> _THE DATA_:
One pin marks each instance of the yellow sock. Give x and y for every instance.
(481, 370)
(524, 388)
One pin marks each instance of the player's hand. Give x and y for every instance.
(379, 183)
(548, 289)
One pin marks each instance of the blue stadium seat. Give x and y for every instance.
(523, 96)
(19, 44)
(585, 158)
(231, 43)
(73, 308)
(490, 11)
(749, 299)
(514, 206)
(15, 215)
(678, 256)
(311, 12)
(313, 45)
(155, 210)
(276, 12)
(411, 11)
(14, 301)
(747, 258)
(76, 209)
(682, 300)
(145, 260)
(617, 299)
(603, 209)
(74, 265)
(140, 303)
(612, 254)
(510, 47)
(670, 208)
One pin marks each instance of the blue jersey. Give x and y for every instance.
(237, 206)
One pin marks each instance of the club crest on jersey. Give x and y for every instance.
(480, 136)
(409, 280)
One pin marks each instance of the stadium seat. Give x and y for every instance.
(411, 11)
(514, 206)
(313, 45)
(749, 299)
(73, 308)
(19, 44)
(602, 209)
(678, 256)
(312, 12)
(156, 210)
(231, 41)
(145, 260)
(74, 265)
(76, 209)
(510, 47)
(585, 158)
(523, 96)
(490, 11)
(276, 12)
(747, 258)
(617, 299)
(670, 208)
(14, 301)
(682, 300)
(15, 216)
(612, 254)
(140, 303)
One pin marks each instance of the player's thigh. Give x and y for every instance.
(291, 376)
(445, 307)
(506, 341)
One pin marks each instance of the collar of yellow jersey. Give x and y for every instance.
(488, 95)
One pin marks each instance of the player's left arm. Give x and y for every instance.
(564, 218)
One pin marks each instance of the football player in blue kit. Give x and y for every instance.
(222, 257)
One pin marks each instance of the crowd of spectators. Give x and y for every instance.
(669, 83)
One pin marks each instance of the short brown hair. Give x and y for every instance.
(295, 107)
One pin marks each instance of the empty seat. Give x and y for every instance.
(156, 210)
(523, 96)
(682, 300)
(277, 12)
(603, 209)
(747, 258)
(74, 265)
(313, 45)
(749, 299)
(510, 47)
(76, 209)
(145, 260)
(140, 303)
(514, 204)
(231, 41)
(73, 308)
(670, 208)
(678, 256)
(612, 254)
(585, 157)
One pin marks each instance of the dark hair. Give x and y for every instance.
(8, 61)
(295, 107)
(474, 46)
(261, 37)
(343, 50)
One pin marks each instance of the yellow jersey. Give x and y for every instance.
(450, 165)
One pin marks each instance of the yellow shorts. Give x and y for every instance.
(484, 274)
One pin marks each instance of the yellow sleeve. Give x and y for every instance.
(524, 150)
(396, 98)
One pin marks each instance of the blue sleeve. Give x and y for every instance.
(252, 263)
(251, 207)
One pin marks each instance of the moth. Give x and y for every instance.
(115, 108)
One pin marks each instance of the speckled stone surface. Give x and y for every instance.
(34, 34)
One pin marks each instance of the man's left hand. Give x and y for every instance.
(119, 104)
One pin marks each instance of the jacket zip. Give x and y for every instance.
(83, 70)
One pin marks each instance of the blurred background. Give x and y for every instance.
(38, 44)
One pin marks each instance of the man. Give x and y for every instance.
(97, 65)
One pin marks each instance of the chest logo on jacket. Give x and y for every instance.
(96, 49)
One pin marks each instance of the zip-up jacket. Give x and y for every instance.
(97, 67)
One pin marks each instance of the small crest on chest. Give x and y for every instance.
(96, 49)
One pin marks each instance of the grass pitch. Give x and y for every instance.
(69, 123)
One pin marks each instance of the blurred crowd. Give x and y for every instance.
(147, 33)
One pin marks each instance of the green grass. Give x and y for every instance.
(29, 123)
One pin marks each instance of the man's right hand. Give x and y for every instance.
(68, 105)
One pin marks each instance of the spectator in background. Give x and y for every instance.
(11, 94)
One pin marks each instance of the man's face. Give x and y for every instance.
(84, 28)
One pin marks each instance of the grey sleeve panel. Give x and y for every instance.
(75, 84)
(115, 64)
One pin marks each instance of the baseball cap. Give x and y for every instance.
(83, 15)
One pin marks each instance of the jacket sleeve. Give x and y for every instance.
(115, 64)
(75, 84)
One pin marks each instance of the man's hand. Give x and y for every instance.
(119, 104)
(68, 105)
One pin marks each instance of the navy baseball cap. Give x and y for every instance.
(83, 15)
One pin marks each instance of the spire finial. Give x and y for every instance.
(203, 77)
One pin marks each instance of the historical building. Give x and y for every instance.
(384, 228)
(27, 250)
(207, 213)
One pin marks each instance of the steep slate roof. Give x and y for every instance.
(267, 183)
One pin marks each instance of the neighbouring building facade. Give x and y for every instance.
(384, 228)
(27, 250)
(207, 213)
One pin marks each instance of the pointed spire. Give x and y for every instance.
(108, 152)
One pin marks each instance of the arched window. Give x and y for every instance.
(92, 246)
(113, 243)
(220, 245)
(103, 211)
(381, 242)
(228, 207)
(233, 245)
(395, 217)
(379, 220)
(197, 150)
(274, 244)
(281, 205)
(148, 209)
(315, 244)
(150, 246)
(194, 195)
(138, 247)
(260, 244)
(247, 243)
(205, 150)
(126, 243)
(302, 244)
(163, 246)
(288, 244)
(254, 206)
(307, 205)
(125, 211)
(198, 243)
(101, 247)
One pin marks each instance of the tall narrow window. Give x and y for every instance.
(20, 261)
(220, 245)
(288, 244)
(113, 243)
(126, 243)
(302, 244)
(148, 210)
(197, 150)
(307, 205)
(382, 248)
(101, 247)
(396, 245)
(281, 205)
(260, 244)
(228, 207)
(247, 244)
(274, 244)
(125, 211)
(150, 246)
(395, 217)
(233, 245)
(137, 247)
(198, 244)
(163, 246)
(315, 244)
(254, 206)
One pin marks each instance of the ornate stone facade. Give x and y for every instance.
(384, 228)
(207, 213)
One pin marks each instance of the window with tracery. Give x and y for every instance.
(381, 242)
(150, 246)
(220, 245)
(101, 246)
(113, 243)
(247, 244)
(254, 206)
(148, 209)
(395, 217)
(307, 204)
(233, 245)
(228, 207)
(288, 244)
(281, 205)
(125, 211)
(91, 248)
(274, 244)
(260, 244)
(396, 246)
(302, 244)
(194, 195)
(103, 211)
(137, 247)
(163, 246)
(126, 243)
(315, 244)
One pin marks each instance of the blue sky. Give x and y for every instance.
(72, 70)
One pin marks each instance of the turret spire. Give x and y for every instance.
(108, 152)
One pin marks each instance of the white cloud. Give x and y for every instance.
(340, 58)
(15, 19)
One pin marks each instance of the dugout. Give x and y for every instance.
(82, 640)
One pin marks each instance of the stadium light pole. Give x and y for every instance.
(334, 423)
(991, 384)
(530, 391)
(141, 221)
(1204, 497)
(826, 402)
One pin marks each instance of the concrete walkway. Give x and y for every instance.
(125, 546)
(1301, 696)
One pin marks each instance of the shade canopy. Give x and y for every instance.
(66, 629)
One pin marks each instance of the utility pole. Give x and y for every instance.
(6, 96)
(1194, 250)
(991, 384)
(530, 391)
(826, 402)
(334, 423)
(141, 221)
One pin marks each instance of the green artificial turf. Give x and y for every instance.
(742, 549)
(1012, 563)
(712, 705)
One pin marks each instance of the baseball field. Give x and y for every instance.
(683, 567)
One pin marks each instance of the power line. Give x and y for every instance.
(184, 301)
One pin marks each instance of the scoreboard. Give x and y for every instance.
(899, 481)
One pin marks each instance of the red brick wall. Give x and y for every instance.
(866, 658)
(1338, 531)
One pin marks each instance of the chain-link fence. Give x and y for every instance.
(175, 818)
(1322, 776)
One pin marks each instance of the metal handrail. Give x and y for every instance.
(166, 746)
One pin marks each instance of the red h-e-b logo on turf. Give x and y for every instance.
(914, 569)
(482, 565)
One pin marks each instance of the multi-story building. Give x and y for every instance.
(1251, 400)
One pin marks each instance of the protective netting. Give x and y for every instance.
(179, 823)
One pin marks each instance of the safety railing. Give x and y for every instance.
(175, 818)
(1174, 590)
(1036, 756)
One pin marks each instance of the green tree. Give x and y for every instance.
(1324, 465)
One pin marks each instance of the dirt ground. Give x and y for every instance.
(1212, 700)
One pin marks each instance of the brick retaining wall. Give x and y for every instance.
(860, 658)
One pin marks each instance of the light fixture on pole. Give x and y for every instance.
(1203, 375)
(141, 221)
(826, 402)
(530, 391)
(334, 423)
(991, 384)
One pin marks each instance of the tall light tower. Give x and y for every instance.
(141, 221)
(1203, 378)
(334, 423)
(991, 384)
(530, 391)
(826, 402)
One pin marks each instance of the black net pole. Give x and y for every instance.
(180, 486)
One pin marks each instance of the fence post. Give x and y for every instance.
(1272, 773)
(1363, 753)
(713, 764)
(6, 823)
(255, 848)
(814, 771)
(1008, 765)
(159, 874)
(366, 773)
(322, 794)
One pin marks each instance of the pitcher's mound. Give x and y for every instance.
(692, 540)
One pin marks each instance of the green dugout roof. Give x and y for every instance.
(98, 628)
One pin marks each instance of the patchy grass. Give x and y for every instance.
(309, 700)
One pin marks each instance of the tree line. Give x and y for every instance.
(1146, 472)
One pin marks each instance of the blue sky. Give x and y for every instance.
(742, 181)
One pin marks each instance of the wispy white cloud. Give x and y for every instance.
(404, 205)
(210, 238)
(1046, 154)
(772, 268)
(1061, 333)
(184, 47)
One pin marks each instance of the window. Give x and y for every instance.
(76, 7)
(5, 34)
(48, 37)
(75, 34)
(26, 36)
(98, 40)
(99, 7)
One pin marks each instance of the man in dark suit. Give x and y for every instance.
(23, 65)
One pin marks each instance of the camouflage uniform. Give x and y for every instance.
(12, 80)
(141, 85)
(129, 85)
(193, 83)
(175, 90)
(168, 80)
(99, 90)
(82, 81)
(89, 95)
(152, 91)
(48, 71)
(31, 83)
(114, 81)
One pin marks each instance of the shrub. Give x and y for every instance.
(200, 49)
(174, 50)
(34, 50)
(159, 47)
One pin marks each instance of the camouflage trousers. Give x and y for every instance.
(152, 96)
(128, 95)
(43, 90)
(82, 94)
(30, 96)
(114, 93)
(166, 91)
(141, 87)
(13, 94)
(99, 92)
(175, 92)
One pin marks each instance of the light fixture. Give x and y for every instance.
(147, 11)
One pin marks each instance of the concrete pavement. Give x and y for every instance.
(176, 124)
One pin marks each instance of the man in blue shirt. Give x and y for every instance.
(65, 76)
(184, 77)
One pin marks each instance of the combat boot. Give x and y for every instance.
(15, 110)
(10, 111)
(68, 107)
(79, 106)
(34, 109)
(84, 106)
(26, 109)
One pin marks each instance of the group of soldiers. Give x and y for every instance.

> _EXERCISE_: Set each line down exactly, beginning at the one containing "One pin marks each instance of the combat" and ending at the last line of the material above.

> _RESPONSE FOR THIS EXERCISE_:
One pin marks each instance of the combat boot. Give x and y for every instance.
(15, 110)
(10, 111)
(68, 107)
(79, 106)
(34, 109)
(84, 106)
(26, 109)
One pin marks each instance of the group of soldiers. Give x and y for every instance.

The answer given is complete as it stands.